The task
Retype all of the entries word for word.

____

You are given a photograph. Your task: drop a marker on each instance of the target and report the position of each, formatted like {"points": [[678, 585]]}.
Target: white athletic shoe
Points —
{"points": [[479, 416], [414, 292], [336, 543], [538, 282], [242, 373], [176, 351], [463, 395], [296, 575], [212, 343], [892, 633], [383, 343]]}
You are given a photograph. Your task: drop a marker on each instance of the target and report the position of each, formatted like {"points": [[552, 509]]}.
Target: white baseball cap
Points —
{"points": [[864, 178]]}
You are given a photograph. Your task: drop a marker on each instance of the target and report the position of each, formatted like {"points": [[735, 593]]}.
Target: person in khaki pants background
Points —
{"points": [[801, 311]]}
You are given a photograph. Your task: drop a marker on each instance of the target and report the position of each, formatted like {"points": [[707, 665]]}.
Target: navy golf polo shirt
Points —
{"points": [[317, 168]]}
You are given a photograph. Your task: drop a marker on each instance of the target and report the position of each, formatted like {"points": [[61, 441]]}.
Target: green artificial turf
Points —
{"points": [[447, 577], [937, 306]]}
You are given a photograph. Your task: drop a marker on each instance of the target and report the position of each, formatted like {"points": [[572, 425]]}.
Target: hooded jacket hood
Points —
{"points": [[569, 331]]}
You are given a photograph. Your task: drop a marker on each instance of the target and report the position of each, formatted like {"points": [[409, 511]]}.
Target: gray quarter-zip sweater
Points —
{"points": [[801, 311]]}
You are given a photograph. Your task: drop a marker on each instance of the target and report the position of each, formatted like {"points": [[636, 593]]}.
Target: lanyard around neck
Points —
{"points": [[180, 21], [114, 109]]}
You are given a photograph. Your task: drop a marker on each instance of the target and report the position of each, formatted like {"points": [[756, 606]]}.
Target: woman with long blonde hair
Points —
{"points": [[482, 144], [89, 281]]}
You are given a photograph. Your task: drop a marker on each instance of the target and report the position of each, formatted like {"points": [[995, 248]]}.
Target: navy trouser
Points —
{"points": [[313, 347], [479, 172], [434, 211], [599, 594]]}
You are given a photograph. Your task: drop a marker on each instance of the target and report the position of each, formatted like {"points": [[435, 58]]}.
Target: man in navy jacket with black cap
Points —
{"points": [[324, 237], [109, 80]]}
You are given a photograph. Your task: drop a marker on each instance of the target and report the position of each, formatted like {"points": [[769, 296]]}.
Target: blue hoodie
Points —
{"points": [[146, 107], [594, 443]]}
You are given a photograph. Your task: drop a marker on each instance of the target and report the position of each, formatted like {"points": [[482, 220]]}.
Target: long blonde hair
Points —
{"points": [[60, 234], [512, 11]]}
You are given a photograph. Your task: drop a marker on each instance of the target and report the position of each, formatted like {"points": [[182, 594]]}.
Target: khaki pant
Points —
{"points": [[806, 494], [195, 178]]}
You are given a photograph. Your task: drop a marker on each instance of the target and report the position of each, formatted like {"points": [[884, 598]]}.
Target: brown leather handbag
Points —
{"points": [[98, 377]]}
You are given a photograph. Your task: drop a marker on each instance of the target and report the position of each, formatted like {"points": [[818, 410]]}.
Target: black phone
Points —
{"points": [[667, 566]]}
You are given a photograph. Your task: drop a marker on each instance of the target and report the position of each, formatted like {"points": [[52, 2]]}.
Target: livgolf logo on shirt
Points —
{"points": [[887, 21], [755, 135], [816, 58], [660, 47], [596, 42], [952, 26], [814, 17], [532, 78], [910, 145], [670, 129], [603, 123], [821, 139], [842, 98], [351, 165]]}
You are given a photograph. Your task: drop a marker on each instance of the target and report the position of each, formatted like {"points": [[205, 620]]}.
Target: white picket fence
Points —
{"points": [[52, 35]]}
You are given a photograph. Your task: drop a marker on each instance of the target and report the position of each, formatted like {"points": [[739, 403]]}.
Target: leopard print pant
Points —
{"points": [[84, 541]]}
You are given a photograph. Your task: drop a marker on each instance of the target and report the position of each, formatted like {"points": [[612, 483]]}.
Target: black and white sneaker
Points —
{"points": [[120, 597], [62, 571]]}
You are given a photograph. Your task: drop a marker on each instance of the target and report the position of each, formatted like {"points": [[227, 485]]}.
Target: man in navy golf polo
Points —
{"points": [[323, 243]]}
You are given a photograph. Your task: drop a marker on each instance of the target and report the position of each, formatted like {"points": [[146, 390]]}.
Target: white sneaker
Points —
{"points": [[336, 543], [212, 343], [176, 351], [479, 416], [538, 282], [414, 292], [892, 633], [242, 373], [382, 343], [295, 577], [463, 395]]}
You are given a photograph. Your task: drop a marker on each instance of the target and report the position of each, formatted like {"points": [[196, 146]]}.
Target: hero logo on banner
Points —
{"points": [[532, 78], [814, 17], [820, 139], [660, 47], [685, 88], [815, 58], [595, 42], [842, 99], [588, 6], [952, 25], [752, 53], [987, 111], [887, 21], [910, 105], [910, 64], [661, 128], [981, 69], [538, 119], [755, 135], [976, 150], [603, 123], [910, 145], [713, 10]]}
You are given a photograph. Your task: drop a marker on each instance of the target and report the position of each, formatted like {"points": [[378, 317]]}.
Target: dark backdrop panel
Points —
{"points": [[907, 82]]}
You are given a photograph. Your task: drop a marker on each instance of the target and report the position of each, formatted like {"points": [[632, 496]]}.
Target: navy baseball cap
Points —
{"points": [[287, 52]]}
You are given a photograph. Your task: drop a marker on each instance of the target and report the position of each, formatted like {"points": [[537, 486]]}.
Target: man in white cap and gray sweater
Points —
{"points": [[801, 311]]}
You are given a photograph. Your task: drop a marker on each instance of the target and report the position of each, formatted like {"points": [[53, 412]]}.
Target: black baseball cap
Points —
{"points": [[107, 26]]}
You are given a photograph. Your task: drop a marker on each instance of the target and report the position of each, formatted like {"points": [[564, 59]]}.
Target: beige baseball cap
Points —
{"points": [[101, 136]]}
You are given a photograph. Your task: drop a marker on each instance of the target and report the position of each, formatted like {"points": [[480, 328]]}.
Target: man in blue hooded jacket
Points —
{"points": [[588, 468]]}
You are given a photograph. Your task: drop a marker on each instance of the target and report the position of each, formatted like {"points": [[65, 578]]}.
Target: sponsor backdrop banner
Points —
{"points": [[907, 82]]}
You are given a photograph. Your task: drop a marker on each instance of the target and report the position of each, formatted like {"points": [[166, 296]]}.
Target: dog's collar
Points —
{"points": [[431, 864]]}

____

The result
You are given a photograph. Your task: drop a marker on each instance of the target and report the position of each, formatted like {"points": [[678, 585]]}.
Target: white athletic shoe
Points —
{"points": [[479, 416], [414, 292], [336, 543], [538, 282], [242, 373], [176, 351], [463, 395], [296, 575], [212, 343], [892, 633], [383, 343]]}
You are given a photograph. Your task: drop a marker on each instance of the target and report the position of each, formatted like {"points": [[552, 509]]}.
Target: white baseball cap
Points —
{"points": [[864, 178]]}
You are given a photograph. Your task: drop a marker on each instance of the target and report the position of each, formatted like {"points": [[735, 593]]}.
Target: person in khaki pants background
Points —
{"points": [[801, 311]]}
You are given a photograph. Your task: drop a marker on each instance of the target and report the position of each, formatted like {"points": [[707, 665]]}.
Target: navy golf polo shirt
Points —
{"points": [[317, 168]]}
You are given a photograph. Your task: drop a marker on each instance of the target and report the position of each, formatted like {"points": [[61, 441]]}.
Target: green artificial turf
Points —
{"points": [[447, 577], [937, 306]]}
You are given a photograph. Your task: drop a marker on each instance of the target and report the position of each, formatted like {"points": [[572, 425]]}.
Target: hooded jacket hood
Points —
{"points": [[569, 331]]}
You are given a photograph. Your task: drop a marker on each instance of the target and report the position of each, formatted like {"points": [[409, 511]]}.
Target: gray quarter-zip sweater
Points —
{"points": [[801, 311]]}
You are given a photograph. Your task: drop a marker on each instance of the target and report the position of each, formatted like {"points": [[636, 593]]}.
Target: lanyard around neck
Points —
{"points": [[180, 21], [114, 109]]}
You are given a photograph. Your task: drop a marker on each instance of the target and report the position of each, formatted like {"points": [[756, 606]]}.
Target: woman with long blonde hair
Points —
{"points": [[482, 144], [89, 281]]}
You are given a photograph. Your task: drop a marker on each instance of the target and report the position of each, formatted like {"points": [[995, 248]]}.
Target: navy trouser
Points —
{"points": [[313, 347], [479, 172], [434, 211], [599, 594]]}
You are given a photograph. Your task: drop a marker on each instance of the target and report the position of each, formatted like {"points": [[435, 58]]}.
Target: man in navy jacket with black cap
Points —
{"points": [[324, 237], [109, 80]]}
You are given a photograph. Your task: drop a marker on each instance of the target and report the position of each, formatted like {"points": [[769, 296]]}.
Target: blue hoodie
Points —
{"points": [[146, 107], [594, 443]]}
You are given a photograph. Your task: drop a marker on each instance of the target and report the position of each, formatted like {"points": [[482, 220]]}.
Target: long blonde hair
Points —
{"points": [[60, 234], [512, 11]]}
You are given a photograph. Your task: drop a marker on each instance of the target and report the position of each, formatted like {"points": [[182, 594]]}.
Target: khaki pant
Points —
{"points": [[806, 494], [195, 178]]}
You are given a photograph. Your task: drop a marker on each instance of the target and report the position of each, formatted like {"points": [[884, 598]]}.
Target: brown leather handbag
Points —
{"points": [[98, 377]]}
You are given a photograph. Your task: drop a marker on each instance of the target and report the position of each, formatted like {"points": [[818, 410]]}.
Target: black phone
Points —
{"points": [[667, 566]]}
You are given a photograph. Your task: drop a marker on each instance of the target and report the position of each, formatted like {"points": [[52, 2]]}.
Target: livgolf logo on shirt
Points —
{"points": [[887, 21], [755, 135], [816, 58], [660, 47], [596, 42], [952, 26], [814, 17], [532, 78], [910, 145], [670, 129], [603, 123], [821, 139], [842, 98], [351, 165]]}
You are given a photograph. Your task: drop a marker on each instance of the target and report the position of each, formatted like {"points": [[205, 620]]}.
Target: white picket fence
Points —
{"points": [[52, 35]]}
You are given a photograph. Your task: drop a marker on each instance of the target and report the position of each, formatted like {"points": [[739, 403]]}.
Target: leopard print pant
Points —
{"points": [[84, 541]]}
You are given a photograph. Your task: drop a marker on each instance of the target and report the position of each, formatted like {"points": [[612, 483]]}.
Target: black and white sneaker
Points —
{"points": [[120, 597], [62, 571]]}
You are given a photograph. Your task: drop a marker on each instance of the target and report the position of each, formatted like {"points": [[227, 485]]}.
Target: man in navy golf polo
Points —
{"points": [[323, 243]]}
You are given a photograph. Your task: drop a marker on each instance of the target and report the position of each, formatted like {"points": [[146, 390]]}.
Target: white sneaker
Points —
{"points": [[336, 543], [212, 343], [176, 351], [479, 416], [538, 282], [414, 292], [892, 633], [242, 373], [382, 343], [295, 577], [463, 395]]}
You are given a photograph. Your task: drop a marker on each instance of the target and report the position of each, formatted like {"points": [[196, 146]]}.
Target: hero logo on banner
Points —
{"points": [[532, 78], [814, 17], [820, 139], [660, 47], [685, 88], [815, 58], [595, 42], [842, 99], [588, 6], [952, 25], [752, 53], [987, 111], [887, 21], [910, 105], [910, 64], [661, 128], [981, 69], [538, 119], [755, 135], [976, 150], [603, 123], [910, 145], [713, 10]]}
You are given a photograph. Your task: drop a marker on each instance of the target and report the position of each, formatted like {"points": [[378, 317]]}.
Target: dark backdrop panel
Points —
{"points": [[907, 82]]}
You are given a photograph. Your task: drop a marker on each instance of the target and report the position of each, formatted like {"points": [[632, 496]]}.
Target: navy baseball cap
Points —
{"points": [[287, 52]]}
You are given a photograph. Your task: drop a marker on each instance of the target and report the position of each, formatted like {"points": [[537, 486]]}.
Target: man in white cap and gray sweater
Points —
{"points": [[801, 311]]}
You are given a photograph. Your task: drop a marker on each instance of the target and report the position of each, formatted like {"points": [[53, 412]]}.
Target: black baseball cap
Points —
{"points": [[107, 26]]}
You are given a photograph. Your task: drop a marker on each instance of the target and report the position of each, formatted like {"points": [[564, 59]]}.
Target: beige baseball cap
Points —
{"points": [[101, 136]]}
You are given a photograph. Your task: drop a marker on each instance of the target and report the position of each, formatted like {"points": [[480, 328]]}.
Target: man in blue hooded jacket
Points —
{"points": [[588, 468]]}
You are given a photograph. Your task: drop a marker on each instance of the target and report the position of each, formatted like {"points": [[65, 578]]}.
Target: sponsor backdrop banner
Points —
{"points": [[907, 82]]}
You are given a photograph. Your task: drop a marker on each instance of the target and report the position of each, formatted like {"points": [[166, 296]]}.
Target: dog's collar
Points —
{"points": [[431, 864]]}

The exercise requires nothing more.